• **Fragmento del texto**
------------------------------------------------------------

Ya no dirán que en un acto valiente, siguiendo las inquietudes de la Fiscal General del Ministerio Público Luisa Ortega Díaz, el Tribunal Superior de Justicia rectificó, con nuevas sentencias, aquéllas que le otorgaban temporalmente la potestad de legislar ante una Asamblea Nacional en estado irregular y la que quitaba la protección de fueros a los integrantes de dicha Asamblea. No lo dirán porque tan sólo interesa lo que sirva para demonizar… e intervenir. 

 

Tampoco explican estos prestidigitadores de la verdad, que las sentencias cuestionadas se fundamentan – así lo indica la sentencia 155 – en que “El llamamiento realizado por los diputados de la MUD en la Asamblea Nacional a que organismos internacionales y otros países intervengan en los asuntos internos y apliquen sanciones en contra de nuestro país constituyen actos de Traición a la Patria, delitos tipificados en el Código Penal Venezolano y así lo reconoció la Sala en su decisión.” ¿Qué Estado permitiría que uno de sus poderes acuda a estados extranjeros para que tomen medidas en su contra? ¿O que dirigentes se reúnan con mandatarios y secretarios para solicitar el derrocamiento anticonstitucional de su presidente?

 

La oposición ha indicado que las sentencias ahora rectificadas tenían como motivo real que el Tribunal legitime contratos que según la Constitución deben pasar por el Congreso. Según información de Reuters del 31 de marzo, la petrolera rusa Rosneft facilitaría préstamos necesarios para hacer frente a pagos de la deuda externa, a cambio de crudo. Y estas transacciones “de interés nacional” deben ser aprobadas por el Congreso, en situación completa de bloqueo hacia medidas de gobierno vitales para el funcionamiento económico.

------------------------------------------------------------

• **Extracto de datos**
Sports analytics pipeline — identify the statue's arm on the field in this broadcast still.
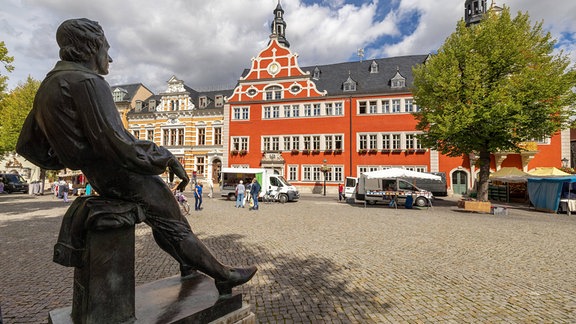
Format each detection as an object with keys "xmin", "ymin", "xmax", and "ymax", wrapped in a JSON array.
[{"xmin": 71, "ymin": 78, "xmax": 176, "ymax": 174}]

------------------------------------------------------------

• **Ejercicio breve 1**
Copia del fragmento sobre las sentencias del Tribunal el pasaje que va desde “Tampoco explican estos” hasta “de su presidente?”, incluidas ambas partes.
• **Ejercicio breve 2**
Resume en forma de lista los hechos principales del párrafo del fragmento sobre las sentencias que empieza con “La oposición ha indicado”.
• **Ejercicio breve 3**
Enumera las organizaciones que el fragmento sobre las sentencias nombra con nombre propio y que no forman parte del Estado venezolano.
Para resolver los ejercicios no se necesitan los datos.

• **Respuesta completa 1**
Tampoco explican estos prestidigitadores de la verdad, que las sentencias cuestionadas se fundamentan – así lo indica la sentencia 155 – en que “El llamamiento realizado por los diputados de la MUD en la Asamblea Nacional a que organismos internacionales y otros países intervengan en los asuntos internos y apliquen sanciones en contra de nuestro país constituyen actos de Traición a la Patria, delitos tipificados en el Código Penal Venezolano y así lo reconoció la Sala en su decisión.” ¿Qué Estado permitiría que uno de sus poderes acuda a estados extranjeros para que tomen medidas en su contra? ¿O que dirigentes se reúnan con mandatarios y secretarios para solicitar el derrocamiento anticonstitucional de su presidente?

• **Respuesta completa 2**
- Según la oposición, el motivo real de las sentencias ahora rectificadas era que el Tribunal legitimara contratos que, por mandato constitucional, deben pasar por el Congreso.
- Reuters informó el 31 de marzo que la petrolera rusa Rosneft facilitaría préstamos para pagar la deuda externa a cambio de crudo.
- Estas transacciones “de interés nacional” requieren la aprobación del Congreso.
- El Congreso mantiene un bloqueo completo hacia medidas de gobierno vitales para el funcionamiento económico.

• **Respuesta completa 3**
- MUD
- Reuters
- Rosneft